RECORDS SUPPLIED:
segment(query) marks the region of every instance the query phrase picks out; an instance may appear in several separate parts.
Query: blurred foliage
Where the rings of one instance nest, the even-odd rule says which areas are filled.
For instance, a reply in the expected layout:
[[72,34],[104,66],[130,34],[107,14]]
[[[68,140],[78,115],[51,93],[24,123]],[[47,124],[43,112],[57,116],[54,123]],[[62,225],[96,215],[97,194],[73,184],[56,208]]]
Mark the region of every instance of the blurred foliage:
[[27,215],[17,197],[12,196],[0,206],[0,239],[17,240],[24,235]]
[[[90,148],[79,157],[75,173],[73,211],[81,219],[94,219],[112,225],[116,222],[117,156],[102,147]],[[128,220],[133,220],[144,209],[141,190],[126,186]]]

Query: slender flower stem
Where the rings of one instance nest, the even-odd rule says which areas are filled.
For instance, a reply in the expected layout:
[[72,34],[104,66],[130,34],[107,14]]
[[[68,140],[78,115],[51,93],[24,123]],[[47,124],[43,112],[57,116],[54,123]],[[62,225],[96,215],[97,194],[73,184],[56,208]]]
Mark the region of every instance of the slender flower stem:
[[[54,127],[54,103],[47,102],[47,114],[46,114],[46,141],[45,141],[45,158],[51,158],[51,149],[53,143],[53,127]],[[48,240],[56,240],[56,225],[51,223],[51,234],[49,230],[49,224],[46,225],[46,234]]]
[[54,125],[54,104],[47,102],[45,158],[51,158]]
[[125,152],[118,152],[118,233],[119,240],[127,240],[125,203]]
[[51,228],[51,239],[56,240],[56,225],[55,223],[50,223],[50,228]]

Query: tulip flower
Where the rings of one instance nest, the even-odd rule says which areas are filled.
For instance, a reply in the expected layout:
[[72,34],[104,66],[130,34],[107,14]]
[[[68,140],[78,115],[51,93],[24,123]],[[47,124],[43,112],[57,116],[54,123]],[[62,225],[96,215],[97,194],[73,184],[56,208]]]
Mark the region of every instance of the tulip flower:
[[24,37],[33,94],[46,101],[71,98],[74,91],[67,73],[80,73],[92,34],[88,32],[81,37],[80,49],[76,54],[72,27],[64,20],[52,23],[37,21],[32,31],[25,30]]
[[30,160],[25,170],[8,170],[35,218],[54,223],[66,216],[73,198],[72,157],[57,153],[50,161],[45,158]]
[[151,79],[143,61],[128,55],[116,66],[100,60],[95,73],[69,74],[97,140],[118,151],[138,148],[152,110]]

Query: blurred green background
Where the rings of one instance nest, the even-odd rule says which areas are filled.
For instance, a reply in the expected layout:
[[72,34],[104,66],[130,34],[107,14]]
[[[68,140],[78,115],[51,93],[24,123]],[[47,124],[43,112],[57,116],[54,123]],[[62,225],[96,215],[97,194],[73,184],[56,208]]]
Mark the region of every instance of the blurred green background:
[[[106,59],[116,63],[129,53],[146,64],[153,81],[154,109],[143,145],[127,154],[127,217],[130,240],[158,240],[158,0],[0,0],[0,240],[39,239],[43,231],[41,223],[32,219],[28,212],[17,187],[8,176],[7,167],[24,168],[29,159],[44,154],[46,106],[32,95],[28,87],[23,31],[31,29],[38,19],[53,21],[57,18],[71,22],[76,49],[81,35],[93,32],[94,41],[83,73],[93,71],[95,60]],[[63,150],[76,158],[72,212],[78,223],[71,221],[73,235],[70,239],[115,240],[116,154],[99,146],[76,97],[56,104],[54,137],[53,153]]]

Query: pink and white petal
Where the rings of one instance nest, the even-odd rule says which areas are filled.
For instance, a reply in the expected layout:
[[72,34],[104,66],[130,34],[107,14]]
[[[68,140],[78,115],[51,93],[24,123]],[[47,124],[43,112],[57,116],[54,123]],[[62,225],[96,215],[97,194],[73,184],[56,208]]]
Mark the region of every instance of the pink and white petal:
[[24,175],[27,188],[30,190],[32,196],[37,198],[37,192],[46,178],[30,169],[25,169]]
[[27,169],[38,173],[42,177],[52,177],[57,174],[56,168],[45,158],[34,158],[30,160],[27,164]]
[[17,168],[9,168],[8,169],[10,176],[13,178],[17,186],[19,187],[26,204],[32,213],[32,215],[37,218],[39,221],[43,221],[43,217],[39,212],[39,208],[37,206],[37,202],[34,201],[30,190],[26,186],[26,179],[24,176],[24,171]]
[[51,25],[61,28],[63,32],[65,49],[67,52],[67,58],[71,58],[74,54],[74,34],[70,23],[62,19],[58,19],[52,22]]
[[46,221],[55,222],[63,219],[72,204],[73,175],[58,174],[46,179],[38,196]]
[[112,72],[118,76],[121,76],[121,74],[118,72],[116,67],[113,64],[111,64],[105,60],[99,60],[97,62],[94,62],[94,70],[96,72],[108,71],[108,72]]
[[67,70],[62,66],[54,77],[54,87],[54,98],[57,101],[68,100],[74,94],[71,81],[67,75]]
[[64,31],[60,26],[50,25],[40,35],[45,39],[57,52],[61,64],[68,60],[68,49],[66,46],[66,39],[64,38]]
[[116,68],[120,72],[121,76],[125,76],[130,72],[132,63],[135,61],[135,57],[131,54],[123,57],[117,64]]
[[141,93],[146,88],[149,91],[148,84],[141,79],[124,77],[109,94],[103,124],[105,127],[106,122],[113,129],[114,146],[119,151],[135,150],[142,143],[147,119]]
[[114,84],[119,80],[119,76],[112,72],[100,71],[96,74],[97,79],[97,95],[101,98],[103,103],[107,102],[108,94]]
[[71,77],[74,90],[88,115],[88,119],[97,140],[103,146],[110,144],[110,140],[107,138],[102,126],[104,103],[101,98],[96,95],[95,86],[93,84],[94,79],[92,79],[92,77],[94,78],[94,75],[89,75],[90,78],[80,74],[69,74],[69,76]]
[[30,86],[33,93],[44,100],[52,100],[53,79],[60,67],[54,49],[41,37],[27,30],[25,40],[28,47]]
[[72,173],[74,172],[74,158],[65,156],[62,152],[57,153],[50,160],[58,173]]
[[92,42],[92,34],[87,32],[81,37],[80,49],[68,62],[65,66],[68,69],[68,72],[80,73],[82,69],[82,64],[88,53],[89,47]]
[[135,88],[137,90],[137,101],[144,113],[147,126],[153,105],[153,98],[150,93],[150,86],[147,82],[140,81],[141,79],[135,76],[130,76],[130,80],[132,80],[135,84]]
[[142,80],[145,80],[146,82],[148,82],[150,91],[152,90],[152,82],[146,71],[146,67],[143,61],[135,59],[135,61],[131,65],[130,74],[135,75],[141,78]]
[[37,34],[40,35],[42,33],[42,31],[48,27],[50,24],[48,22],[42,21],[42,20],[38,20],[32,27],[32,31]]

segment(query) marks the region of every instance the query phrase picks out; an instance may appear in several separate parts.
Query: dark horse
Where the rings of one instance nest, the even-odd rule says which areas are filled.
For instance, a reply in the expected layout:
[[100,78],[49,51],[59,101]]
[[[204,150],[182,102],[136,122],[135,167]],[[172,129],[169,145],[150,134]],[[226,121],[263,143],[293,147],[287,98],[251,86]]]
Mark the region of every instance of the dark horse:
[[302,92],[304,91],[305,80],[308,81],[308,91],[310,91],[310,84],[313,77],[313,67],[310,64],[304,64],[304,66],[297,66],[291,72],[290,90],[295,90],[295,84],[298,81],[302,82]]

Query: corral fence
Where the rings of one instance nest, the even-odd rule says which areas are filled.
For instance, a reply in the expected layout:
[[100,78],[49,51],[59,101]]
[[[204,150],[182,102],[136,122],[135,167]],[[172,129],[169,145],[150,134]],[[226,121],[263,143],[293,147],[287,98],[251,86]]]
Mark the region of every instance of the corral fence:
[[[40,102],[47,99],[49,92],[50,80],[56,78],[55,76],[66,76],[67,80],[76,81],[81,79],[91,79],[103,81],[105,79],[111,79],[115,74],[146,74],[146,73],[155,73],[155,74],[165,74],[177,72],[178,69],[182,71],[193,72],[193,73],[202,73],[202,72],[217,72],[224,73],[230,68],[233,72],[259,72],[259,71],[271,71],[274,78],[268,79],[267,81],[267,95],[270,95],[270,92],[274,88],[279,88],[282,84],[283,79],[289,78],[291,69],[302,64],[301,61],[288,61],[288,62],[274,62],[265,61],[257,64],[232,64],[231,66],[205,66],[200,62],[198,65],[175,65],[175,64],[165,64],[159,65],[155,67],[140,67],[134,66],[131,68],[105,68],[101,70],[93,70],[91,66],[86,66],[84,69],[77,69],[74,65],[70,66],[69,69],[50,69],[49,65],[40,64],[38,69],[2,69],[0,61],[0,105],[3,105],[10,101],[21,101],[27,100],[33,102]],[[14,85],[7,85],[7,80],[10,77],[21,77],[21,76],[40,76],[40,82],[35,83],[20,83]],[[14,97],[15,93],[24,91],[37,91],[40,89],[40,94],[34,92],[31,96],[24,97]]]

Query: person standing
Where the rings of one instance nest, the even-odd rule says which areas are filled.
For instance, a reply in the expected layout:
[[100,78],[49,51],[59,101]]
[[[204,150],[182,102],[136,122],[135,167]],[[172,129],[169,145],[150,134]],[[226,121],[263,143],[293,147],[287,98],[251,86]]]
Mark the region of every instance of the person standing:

TASK INSTRUCTIONS: Copy out word for word the part of the entries above that opens with the line containing "Query: pink and white petal" and closes with the line containing "Mark the region of every instance of the pink", keeping both of those lines.

CORRECT OUTPUT:
Query: pink and white petal
Where the rings of one instance nest, the even-odd rule says which areas are filled.
For instance, a reply in the expected layout:
[[72,34],[104,66],[130,34],[107,14]]
[[[68,140],[78,115],[51,93],[24,123]],[[47,124],[43,112],[57,116],[54,123]],[[62,225],[96,215],[97,194],[73,184],[56,208]]]
Mark the region of every instance of the pink and white petal:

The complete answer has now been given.